## 3.4 Classification problems

So far, all algorithms have been just sequences of instructions:
first do this, then do this, next do that, etc.
Most algorithms don't execute all their instructions, only some of them,
based on certain conditions. Programming languages have conditional statements
that allow us to select which instructions to execute under which conditions.
Let's consider a classic problem that requires selection and conditions,
stated as Boolean expressions. I follow again the same process to solve it.

<div class="alert alert-info">
<strong>Info:</strong> TM112 introduces selection in Block&nbsp;1 Sections 4.3 and&nbsp;4.4, and includes
a more complicated version of the following problem in Block&nbsp;2 Section&nbsp;2.5.
</div>

### 3.4.1 Problem definition and instances

Given a mark (an integer from 0 to 100), we wish to
award the corresponding pass grade, from 1 (distinction) to 5 (fail).
This is a **classification problem**: each of the many possible input values is
classified into one of a few categories.
A decision problem is a classification problem with only two categories.

<div class="alert alert-info">
<strong>Info:</strong> Question 19 of the TM112 Block&nbsp;1 Quiz is a classification problem too:
given the Richter magnitude of an earthquake,
classify it as a minor, moderate or major earthquake.

DIRECTION 1: In the section on classification problems, rewrite the passage from "This is a **classification" to "only two categories.", putting "classes" in place of "categories".
DIRECTION 2: According to the section on classification problems, what is a decision problem?
DIRECTION 3: Carry on the section on classification problems from its last sentence.

ENTRIES SHOWN:

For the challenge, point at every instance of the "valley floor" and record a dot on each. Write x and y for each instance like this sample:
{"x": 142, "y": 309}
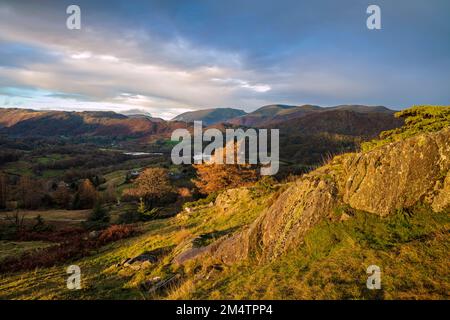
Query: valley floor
{"x": 411, "y": 248}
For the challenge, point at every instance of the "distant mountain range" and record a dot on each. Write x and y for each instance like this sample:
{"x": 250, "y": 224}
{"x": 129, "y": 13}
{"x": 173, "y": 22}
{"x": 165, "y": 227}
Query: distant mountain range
{"x": 210, "y": 116}
{"x": 355, "y": 120}
{"x": 268, "y": 115}
{"x": 25, "y": 122}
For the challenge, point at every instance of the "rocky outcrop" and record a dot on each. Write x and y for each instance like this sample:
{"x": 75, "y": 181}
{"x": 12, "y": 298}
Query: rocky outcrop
{"x": 400, "y": 174}
{"x": 394, "y": 176}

WRITTEN RESPONSE 1:
This is a **classification problem**: each of the many possible input values is
classified into one of a few classes.
A decision problem is a classification problem with only two classes.

WRITTEN RESPONSE 2: A classification problem with only two categories.

WRITTEN RESPONSE 3:
TM358 introduces machine learning algorithms for difficult classification problems.
</div>

Let's assume that, in some fictitious module,
the pass grade boundaries are 40, 50, 60 and 80.
Marks on the boundaries are awarded the higher pass grade.

**Function**: grading\
**Inputs**: *mark*, an integer\
**Preconditions**: 0 ≤ *mark* ≤ 100\
**Output**: *pass*, an integer\
**Postconditions**:

- *pass* = 5 if 0 ≤ *mark* < 40
- *pass* = 4 if 40 ≤ *mark* < 50
- *pass* = 3 if 50 ≤ *mark* < 60
- *pass* = 2 if 60 ≤ *mark* < 80
- *pass* = 1 if 80 ≤ *mark* ≤ 100

There's no simple formula to transform a mark into a pass grade.
It's easier to write one condition per grade.

<div class="alert alert-info">
<strong>Info:</strong> Functions that have different formulas for different intervals of the input
values are called piecewise-defined functions in MST124 Unit&nbsp;3 Section&nbsp;1.3.
</div>

It's easy to make a test table because...

<div class="alert alert-warning">
<strong>Note:</strong> The edge cases for a classification problem are the categories' boundaries.
</div>

Case | *mark* | *pass*
-|-|-
lowest fail  | 0  |  5
highest fail  | 39  |  5
lowest pass 4 | 40  |  4
highest pass 4 | 49  |  4
lowest pass 3 | 50  |  3
highest pass 3 | 59  |  3
lowest merit  | 60  |  2
highest merit  | 79  |  2
lowest distinction  | 80  |  1
highest distinction  | 100  |  1

### 3.4.2 Algorithm

The algorithm for a classification problem is a sequence of statements of the
form 'if the input value is like this, then the category is that one',
which is essentially how the postconditions are expressed,
making their translation to an algorithm rather easy.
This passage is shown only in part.